Getting Oriented at the Toyo Bunko Museum
Alan Gleason
The Morrison Collection fills a large, high-ceilinged room at the heart of the Toyo Bunko Museum.

Toyo Bunko, a.k.a. The Oriental Library, is a Tokyo institution that may be better known overseas than in its home country. Japan's oldest and largest Asian studies research library, it ranks with such august entities as the British Library and the Harvard-Yenching Institute and Library as one of the world's top five centers of East Asian studies. Nearly as well-kept a secret is the fact that this singular facility runs a state-of-the art museum whose exhibitions, both permanent and temporary, not only offer access to the library's vast archive of printed materials about East Asia -- many of them in English -- but also provide a detailed look at significant episodes in Japan's history, particularly its encounters with the West.

Toyo Bunko was founded in 1924 by Hisaya Iwasaki (1865-1955), the cosmopolitan third president of the Mitsubishi business conglomerate, to house his personal collection of 38,000 Japanese and Chinese books, expanded in 1917 by his purchase of a 24,000-volume collection of Far East-related tomes owned by George Ernest Morrison (1862-1920), the Australian adventurer who variously served as Peking correspondent for the London Times and political adviser to the republican Chinese government. Occupying an atrium-like chamber of multistory bookshelves that is the museum's centerpiece, the Morrison Collection itself is arguably the most dramatic exhibit on display.

The title page of Doctrina Christan, a Jesuit text explaining Christian doctrine in romanized Japanese (1592). A map of Japan by Portuguese Jesuit cartographer Ludoico Teisera, printed in 1595; this is the first map of Japan drawn by a European and possibly the first ever to show the entire archipelago.

Today the library contains some one million volumes, of which 40 percent are Chinese, 30 percent Western, 20 percent Japanese, and the remainder in such languages as Korean, Vietnamese, Sanskrit, Arabic, and Turkish. The 80-person staff conducts research and assists scholars in their use of the library's stacks, which are open to the public. Among Toyo Bunko's treasures are over 600 inscribed oracle bone fragments from China that date back to the Yin (Shang) period (17th to 11th centuries BCE); 77 editions (54 of them collected by Morrison) of Il Milione, the legendary account by Marco Polo (1254-1324) of his travels in China; and an excellent selection of ukiyo-e woodblock prints, highlighting those that famously influenced 19th-century Western artists like Van Gogh. With so much visually appealing and historically relevant material on hand, it is easy to see why the institute felt the need to augment its library with a museum, which it opened in October 2011.

For the non-Japanese visitor the most fascinating items on display are surely the illustrations of Japan, China and other regions of the "Orient" produced by the first Westerners to visit this part of the world. In Japan these artists range from the Jesuit missionaries who arrived in the 16th century to Philipp Franz von Siebold (1796-1866), a German physician who taught Western science to the Japanese in the final years of the Tokugawa Shogunate and is known for his thorough study of Japanese flora and fauna.

- [LIST OF TASKS]
1. Please copy the part of the Toyo Bunko Museum passage between "For the non-Japanese" and "flora and fauna.", inclusive.
2. Write the next part of the Toyo Bunko Museum passage, picking up after its final sentence.
The records that come next have no connection to the Toyo Bunko Museum passage.

- [INFORMATION SUPPLIED]
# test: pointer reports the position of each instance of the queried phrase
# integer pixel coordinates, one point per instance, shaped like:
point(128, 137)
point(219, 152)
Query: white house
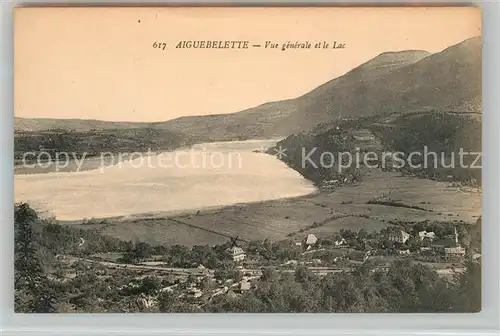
point(340, 242)
point(399, 236)
point(310, 240)
point(429, 235)
point(237, 253)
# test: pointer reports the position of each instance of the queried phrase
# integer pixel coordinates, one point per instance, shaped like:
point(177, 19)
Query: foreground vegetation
point(43, 284)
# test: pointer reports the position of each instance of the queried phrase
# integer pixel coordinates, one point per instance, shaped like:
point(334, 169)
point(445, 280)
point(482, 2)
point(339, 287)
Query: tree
point(32, 292)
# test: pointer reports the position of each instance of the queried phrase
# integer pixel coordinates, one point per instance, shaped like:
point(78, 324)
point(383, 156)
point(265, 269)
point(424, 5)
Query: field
point(323, 214)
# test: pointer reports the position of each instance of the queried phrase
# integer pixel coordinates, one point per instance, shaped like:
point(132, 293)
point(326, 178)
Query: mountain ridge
point(391, 82)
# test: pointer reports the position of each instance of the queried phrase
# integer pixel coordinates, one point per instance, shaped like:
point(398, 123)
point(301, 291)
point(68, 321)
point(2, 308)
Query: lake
point(206, 175)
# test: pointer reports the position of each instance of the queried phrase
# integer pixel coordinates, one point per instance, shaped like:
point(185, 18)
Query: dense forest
point(42, 285)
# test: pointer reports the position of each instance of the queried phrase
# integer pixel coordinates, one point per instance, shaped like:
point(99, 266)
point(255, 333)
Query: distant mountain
point(393, 82)
point(80, 125)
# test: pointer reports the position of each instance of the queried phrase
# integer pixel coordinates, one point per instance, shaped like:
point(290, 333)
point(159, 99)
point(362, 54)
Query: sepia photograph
point(247, 160)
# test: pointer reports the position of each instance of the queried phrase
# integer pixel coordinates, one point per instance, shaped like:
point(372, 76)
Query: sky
point(99, 63)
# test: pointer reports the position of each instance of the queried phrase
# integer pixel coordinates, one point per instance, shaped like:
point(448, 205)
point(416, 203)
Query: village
point(244, 264)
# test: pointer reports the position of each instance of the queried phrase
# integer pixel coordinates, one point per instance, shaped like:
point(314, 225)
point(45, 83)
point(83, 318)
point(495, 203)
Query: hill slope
point(393, 82)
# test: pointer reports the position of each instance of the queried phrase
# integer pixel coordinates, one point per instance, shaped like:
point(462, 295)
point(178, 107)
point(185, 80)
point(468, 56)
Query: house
point(194, 293)
point(310, 240)
point(398, 236)
point(237, 253)
point(340, 242)
point(452, 252)
point(244, 285)
point(429, 235)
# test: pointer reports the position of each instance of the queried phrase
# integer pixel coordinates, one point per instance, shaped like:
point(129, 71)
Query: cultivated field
point(323, 213)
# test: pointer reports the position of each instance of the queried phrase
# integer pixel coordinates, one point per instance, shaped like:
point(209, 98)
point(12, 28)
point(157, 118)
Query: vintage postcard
point(257, 160)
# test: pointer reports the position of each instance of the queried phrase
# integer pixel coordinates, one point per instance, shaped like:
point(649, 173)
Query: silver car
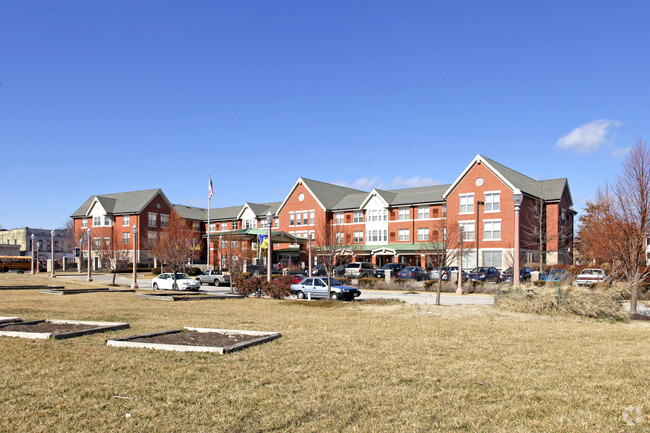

- [ANSWERS PER TASK]
1.
For the non-Japanese visitor the most fascinating items on display are surely the illustrations of Japan, China and other regions of the "Orient" produced by the first Westerners to visit this part of the world. In Japan these artists range from the Jesuit missionaries who arrived in the 16th century to Philipp Franz von Siebold (1796-1866), a German physician who taught Western science to the Japanese in the final years of the Tokugawa Shogunate and is known for his thorough study of Japanese flora and fauna.

2.
An illustration of Christians being martyred at Shimabara, Kyushu, from Arnoldus Montanus, Atlas Japannensis, being remarkable addresses by way of embassy from the East India Company of the United Provinces, to the Emperor of Japan (1670). Kitagawa Utamaro, Takashima Ohisa (1792-93), an ukiyo-e woodblock print from the Toyo Bunko collection.

Until the end of July, an intriguing special exhibition traces the history of Christianity in Japan, from the arrival of the Jesuits through the religion's rapid spread in Kyushu to its subsequent brutal suppression under the Shogunate. The curious "hook" here is the somewhat tenuous connection between Japanese Christians and Marie Antoinette, of all people. Titled Marie Antoinette and the Noble Ladies of Asia: East West Exchanges through the Culture of Christianity, the show revolves around the guillotined queen's possession of Collected Letters of the Society of Jesus, a 26-volume series of books published in Paris in 1780-83 that describe Jesuit missionary activities around the world. Around the same time, the Jesuits also popularized an account of a samurai wife who converted to Catholicism, received baptism as Gracia Hosokawa, and was killed during the siege of Osaka Castle in 1600. Her execution, allegedly at her own behest, was carried out by a loyal retainer to prevent her being taken hostage by a rival of her husband. Though Gracia died more as a result of the vagaries of civil war than because of her faith, her story was taken up by the Jesuits and she earned posthumous fame in Europe as a paragon of Christian martyrdom in the Orient. The parallels between the two women -- both Gracia and Marie met their demise at age 37 and wrote letters declaring devotion to their Catholic faith and fearlessness in the face of impending death -- prompt the exhibition authors to speculate that Marie may have taken solace from Gracia's example in her own final moments, nearly two centuries later.

The entrance to the new Toyo Bunko building in Komagome, Tokyo, completed in 2011. Photo by Alan Gleason The Siebold Garden in the back of Toyo Bunko, with one of its contemporary outdoor sculptures, viewed from the Orient Café. Photo by Alan Gleason

All images courtesy of Toyo Bunko unless otherwise indicated.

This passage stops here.